Trecho citado
━━━━━━━━━━━━━━━━

Como o Banco Mundial avalia o andamento de reformas para aliviar o agravamento da pobreza que já ocorria antes da pandemia?

O Brasil já tinha feito reformas antes da pandemia, que talvez esqueçamos agora. Houve a Reforma da Previdência, o teto de gastos, o regime de metas de inflação. Tudo isso permitiu o país ter uma credibilidade que viabilizou a resposta das políticas fiscais e monetárias para combater a pandemia.

Isso deu um espaço ao governo a responder de forma contracíclica. Mesmo com uma depreciação muito forte do real, a inflação e o risco soberano ficaram contidos.

Outro ponto importante é que o orçamento de 2021, apresentado ao Congresso, inclui a expansão do Bolsa Família, mas cumpre também com os parâmetros da âncora fiscal. Isso dá credibilidade para o próximo ano.

Mas, de novo, temos incertezas. As medidas emergenciais vão expirar. A pobreza pode voltar a aumentar em 2021. É claro que a gente estima uma retomada econômica em 2021, com crescimento de 1,3%, mas, com essa fraqueza do mercado de trabalho e com as tendências de produtividade de médio prazo no Brasil, a preocupação ainda é manter as reformas tanto para continuar o compromisso fiscal como para manter o crescimento da produtividade.

O Brasil não tem conseguido aumentar sua produtividade. Como vocês veem as perspectivas de avanço dessa agenda?

Há dois desafios importantes. Um deles é a produtividade laboral, sobretudo dos jovens. Nossos estudos mostram que uma criança nascida no Brasil, em 2019, vai chegar ao mercado de trabalho com apenas 55% do seu potencial produtivo. Isso é muito talento desperdiçado.

Como é feita essa conta?

Considera todos os investimentos que a criança tem em termos de educação, de nutrição.

Em países totalmente desenvolvidos, como Singapura, Coreia e Noruega, o potencial atingido é acima de 80%. Na América Latina, a média também é 55%, mas há países como Chile e Costa Rica próximos a 60%, 65%.

━━━━━━━━━━━━━━━━

Ações necessárias
- A) Resuma o trecho em duas frases.
- B) Transcreva do trecho, sem nenhuma alteração, a parte que começa nas palavras "Considera todos os" e termina depois das palavras "a 60%, 65%.".
As linhas abaixo não têm relação com o trecho acima.

Dados registrados
━━━━━━━━━━━━━━━━

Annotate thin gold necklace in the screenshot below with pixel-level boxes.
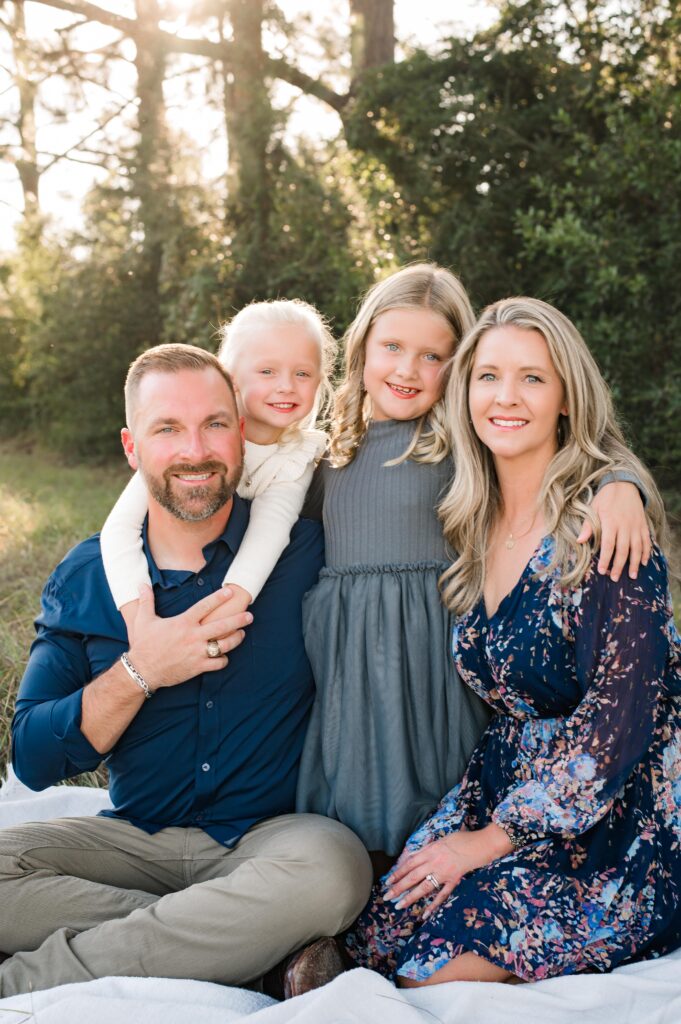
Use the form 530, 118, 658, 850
504, 509, 539, 551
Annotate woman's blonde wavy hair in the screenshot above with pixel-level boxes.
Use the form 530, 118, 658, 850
330, 263, 475, 467
439, 297, 668, 614
217, 299, 336, 439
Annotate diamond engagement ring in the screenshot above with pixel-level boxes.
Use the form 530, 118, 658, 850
206, 640, 222, 657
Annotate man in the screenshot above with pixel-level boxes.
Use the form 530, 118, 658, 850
0, 345, 371, 996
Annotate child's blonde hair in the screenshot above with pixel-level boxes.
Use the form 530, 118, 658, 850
217, 299, 336, 429
330, 263, 475, 467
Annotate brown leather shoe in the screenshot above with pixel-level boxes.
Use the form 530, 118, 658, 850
284, 937, 345, 999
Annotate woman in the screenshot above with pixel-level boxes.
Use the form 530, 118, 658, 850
347, 298, 681, 986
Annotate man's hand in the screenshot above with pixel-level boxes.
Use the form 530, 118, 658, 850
81, 587, 253, 754
128, 587, 253, 690
578, 480, 651, 583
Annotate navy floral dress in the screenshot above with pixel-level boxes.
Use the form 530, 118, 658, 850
347, 538, 681, 981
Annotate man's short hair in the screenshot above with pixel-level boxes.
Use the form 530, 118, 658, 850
125, 344, 237, 430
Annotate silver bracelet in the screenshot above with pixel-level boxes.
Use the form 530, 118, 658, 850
121, 651, 154, 700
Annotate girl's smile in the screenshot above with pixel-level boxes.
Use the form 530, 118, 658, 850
364, 309, 454, 420
231, 324, 322, 444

━━━━━━━━━━━━━━━━

Respostas por tarefa
- A) Reformas feitas antes da pandemia, como a da Previdência, o teto de gastos e o regime de metas de inflação, deram ao Brasil credibilidade para combater a crise com políticas fiscais e monetárias, e o orçamento de 2021 inclui a expansão do Bolsa Família e cumpre os parâmetros da âncora fiscal. Ainda assim, há incertezas, pois as medidas emergenciais vão expirar e a pobreza pode voltar a aumentar em 2021, e a produtividade continua sendo um desafio, já que uma criança nascida no Brasil em 2019 vai chegar ao mercado de trabalho com apenas 55% do seu potencial produtivo.

- B)
Considera todos os investimentos que a criança tem em termos de educação, de nutrição.

Em países totalmente desenvolvidos, como Singapura, Coreia e Noruega, o potencial atingido é acima de 80%. Na América Latina, a média também é 55%, mas há países como Chile e Costa Rica próximos a 60%, 65%.